→ Outline annotation records:
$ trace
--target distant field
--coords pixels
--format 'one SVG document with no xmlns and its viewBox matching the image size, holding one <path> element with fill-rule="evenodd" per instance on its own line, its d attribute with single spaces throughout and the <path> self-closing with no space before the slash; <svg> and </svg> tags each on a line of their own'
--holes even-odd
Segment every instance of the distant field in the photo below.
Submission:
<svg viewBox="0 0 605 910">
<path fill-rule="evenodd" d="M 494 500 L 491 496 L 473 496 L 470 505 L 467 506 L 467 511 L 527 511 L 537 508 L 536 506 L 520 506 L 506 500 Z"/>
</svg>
--
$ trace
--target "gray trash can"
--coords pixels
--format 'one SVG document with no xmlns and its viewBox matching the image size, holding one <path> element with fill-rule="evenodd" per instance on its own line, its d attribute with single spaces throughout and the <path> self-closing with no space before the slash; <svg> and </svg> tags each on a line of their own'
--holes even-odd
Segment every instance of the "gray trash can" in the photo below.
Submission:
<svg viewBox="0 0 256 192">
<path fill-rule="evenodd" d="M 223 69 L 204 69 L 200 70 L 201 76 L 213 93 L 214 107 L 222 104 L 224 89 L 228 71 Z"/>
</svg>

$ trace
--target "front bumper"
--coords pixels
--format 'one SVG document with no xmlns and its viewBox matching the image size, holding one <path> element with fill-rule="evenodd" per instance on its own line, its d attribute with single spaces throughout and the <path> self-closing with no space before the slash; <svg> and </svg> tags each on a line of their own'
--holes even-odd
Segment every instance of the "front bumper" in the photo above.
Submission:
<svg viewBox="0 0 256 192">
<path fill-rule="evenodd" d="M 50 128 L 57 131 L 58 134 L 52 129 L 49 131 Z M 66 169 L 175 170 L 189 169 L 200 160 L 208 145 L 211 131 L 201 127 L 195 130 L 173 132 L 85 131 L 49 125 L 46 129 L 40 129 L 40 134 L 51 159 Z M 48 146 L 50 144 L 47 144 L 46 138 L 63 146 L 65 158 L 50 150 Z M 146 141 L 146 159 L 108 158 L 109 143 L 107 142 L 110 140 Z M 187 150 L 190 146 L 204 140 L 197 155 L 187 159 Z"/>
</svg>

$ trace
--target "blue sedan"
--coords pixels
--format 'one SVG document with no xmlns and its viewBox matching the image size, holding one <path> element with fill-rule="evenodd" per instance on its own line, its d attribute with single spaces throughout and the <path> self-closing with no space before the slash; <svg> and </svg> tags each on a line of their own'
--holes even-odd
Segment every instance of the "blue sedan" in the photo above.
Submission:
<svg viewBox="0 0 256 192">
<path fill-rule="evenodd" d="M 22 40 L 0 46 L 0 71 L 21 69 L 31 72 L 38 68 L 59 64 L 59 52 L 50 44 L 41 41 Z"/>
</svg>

→ EXERCISE INSTRUCTIONS:
Count the lines in the records above that contain the string "trash", treating case as significant. Reply with the number alone.

→ COMPLETE OUTPUT:
2